Recorded data:
====

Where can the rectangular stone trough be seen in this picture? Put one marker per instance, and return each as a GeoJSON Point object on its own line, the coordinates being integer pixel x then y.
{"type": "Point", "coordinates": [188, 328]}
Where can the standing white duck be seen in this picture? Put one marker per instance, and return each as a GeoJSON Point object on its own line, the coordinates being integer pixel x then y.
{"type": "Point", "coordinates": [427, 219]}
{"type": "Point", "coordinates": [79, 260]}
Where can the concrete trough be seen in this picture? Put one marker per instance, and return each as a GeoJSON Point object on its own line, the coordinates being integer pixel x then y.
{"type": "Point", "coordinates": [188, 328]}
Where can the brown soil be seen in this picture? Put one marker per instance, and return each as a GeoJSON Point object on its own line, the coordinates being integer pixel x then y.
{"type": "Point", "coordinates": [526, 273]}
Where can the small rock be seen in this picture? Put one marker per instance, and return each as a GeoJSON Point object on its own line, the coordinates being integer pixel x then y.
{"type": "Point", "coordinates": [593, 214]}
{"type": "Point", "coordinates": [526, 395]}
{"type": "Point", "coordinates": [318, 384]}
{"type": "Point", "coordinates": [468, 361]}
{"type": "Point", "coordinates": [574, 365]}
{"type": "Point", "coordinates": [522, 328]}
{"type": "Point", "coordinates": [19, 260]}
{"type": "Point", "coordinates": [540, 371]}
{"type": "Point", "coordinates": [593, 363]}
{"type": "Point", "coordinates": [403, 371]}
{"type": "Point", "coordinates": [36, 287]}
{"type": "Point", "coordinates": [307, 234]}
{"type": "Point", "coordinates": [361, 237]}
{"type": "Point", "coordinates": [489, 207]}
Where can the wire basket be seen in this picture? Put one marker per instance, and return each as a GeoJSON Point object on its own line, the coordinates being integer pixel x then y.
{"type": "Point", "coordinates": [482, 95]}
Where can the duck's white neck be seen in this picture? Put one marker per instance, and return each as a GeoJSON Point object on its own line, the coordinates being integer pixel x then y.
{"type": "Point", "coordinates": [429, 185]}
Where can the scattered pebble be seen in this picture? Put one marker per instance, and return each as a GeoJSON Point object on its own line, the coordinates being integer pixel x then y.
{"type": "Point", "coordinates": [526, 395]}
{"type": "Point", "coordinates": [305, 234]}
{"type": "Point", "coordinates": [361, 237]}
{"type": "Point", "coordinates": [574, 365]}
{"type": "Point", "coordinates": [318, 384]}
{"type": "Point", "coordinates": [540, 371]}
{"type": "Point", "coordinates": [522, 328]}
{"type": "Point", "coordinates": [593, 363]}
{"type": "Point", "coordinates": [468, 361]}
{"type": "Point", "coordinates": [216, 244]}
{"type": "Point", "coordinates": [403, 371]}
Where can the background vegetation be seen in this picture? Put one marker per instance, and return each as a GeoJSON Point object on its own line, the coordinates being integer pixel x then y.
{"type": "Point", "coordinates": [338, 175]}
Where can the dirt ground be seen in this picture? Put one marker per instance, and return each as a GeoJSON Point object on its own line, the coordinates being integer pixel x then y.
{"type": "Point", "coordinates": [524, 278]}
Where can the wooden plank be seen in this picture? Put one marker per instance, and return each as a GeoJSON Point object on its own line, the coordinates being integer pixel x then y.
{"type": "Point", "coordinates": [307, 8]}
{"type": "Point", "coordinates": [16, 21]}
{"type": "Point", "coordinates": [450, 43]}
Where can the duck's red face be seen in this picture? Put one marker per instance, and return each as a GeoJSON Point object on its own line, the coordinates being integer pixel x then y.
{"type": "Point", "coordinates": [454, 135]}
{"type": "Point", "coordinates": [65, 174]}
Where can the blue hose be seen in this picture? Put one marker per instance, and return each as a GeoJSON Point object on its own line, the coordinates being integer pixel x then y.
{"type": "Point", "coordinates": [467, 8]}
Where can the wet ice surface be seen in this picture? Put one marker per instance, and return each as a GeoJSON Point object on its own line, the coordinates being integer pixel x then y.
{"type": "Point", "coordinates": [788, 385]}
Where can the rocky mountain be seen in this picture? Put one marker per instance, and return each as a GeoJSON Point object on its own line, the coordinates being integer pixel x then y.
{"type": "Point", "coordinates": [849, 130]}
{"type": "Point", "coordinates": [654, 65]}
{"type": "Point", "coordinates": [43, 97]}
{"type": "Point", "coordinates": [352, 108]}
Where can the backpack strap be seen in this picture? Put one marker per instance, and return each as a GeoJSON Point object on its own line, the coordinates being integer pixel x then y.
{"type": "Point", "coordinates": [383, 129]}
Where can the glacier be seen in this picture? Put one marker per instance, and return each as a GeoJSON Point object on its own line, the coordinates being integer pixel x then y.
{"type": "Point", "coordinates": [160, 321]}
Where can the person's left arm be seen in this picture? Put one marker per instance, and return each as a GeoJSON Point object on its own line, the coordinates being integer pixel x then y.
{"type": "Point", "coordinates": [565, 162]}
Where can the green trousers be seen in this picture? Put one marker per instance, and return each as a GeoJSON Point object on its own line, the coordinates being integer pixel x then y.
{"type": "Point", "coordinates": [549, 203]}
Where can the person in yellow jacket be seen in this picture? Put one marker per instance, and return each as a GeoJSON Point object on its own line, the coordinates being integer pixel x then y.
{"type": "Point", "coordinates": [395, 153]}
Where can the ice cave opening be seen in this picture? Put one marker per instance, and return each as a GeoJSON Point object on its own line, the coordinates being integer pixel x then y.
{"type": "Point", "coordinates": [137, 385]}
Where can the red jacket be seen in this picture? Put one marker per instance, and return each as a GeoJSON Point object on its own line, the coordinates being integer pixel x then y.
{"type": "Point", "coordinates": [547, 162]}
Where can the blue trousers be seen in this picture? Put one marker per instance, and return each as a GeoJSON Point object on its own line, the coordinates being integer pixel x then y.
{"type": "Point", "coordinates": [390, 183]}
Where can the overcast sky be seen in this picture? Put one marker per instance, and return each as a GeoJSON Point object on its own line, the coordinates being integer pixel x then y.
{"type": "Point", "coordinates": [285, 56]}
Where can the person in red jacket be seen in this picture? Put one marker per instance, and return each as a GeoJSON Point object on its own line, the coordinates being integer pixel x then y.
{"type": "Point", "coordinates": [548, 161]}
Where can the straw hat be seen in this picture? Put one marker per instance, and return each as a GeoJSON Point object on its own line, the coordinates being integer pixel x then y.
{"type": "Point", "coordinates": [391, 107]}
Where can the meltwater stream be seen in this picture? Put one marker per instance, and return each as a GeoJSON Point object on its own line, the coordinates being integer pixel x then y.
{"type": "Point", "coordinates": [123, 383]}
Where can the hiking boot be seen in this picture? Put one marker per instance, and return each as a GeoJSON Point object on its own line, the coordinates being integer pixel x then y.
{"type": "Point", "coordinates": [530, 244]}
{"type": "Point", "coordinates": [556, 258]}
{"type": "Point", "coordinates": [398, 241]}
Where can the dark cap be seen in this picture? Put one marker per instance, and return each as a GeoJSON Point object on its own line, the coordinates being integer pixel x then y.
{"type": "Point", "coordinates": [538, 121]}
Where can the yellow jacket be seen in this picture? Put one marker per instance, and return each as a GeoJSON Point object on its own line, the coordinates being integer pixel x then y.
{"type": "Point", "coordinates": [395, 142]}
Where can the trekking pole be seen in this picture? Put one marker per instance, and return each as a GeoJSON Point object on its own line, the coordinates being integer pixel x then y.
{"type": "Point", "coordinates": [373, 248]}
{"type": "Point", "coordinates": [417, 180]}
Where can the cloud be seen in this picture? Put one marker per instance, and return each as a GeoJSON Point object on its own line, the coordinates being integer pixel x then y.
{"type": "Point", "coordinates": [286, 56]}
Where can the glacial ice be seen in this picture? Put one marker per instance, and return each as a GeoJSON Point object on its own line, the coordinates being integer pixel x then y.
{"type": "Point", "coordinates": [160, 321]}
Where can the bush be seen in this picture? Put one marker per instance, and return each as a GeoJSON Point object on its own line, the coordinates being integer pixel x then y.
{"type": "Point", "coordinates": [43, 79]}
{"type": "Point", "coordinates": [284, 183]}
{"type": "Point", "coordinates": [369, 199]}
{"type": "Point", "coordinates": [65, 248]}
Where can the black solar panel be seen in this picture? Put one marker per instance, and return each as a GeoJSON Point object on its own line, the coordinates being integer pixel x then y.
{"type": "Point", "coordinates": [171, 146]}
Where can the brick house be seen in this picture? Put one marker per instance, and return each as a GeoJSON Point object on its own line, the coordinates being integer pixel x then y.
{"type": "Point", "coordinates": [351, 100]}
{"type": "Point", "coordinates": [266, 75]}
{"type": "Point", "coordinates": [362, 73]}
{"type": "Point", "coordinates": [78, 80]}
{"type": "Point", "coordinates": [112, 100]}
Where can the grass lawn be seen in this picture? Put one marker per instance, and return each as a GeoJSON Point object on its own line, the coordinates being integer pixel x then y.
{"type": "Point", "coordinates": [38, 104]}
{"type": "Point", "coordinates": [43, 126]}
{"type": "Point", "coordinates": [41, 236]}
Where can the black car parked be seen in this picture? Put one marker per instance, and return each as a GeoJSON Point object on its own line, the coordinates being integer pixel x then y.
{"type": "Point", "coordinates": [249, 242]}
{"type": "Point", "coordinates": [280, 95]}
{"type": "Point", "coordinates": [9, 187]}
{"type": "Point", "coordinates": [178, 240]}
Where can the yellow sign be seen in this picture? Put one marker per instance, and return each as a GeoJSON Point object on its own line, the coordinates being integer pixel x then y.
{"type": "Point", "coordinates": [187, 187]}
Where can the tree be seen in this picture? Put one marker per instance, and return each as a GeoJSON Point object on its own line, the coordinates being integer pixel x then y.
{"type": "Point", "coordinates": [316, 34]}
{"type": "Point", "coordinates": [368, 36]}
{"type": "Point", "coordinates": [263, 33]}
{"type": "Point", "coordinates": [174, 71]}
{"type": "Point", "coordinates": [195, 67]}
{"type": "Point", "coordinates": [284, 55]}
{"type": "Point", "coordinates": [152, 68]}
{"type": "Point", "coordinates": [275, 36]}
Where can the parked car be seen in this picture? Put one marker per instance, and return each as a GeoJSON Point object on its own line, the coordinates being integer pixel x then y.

====

- Requirement
Lines from the one that contains "Where can the brick" through the final line of the entries must be duplicated exactly, and no other lines.

- Task result
Where can the brick house be seen in this picture? Put one marker per instance, and return each as a GeoJSON Point object on its own line, the coordinates being integer pixel x then y.
{"type": "Point", "coordinates": [351, 100]}
{"type": "Point", "coordinates": [266, 75]}
{"type": "Point", "coordinates": [362, 73]}
{"type": "Point", "coordinates": [78, 80]}
{"type": "Point", "coordinates": [112, 100]}
Where can the grass lawn be seen in this picture? Put one marker per instance, and return each as a GeoJSON Point object on its own line, the coordinates being integer pixel x then y.
{"type": "Point", "coordinates": [38, 104]}
{"type": "Point", "coordinates": [43, 126]}
{"type": "Point", "coordinates": [41, 236]}
Where can the black car parked be seen in this picture? Put one marker per instance, and return each as a GeoJSON Point object on its own line, the coordinates being integer pixel x then y.
{"type": "Point", "coordinates": [249, 242]}
{"type": "Point", "coordinates": [280, 95]}
{"type": "Point", "coordinates": [9, 187]}
{"type": "Point", "coordinates": [178, 240]}
Where can the yellow sign be seen in this picture? Put one marker per instance, and return each as a GeoJSON Point object on its own line, the coordinates being integer pixel x then y.
{"type": "Point", "coordinates": [187, 187]}
Where can the tree be seen in this picture? Put one marker per instance, and return each as a GeoJSON Point object on its own line, the coordinates being integer pixel x then y.
{"type": "Point", "coordinates": [316, 34]}
{"type": "Point", "coordinates": [368, 36]}
{"type": "Point", "coordinates": [263, 33]}
{"type": "Point", "coordinates": [174, 71]}
{"type": "Point", "coordinates": [195, 67]}
{"type": "Point", "coordinates": [284, 55]}
{"type": "Point", "coordinates": [152, 68]}
{"type": "Point", "coordinates": [275, 36]}
Where can the parked car be seen in this picture? Put one marker per instance, and return each as a GeoJSON Point object on its own line, the coordinates being integer pixel x then y.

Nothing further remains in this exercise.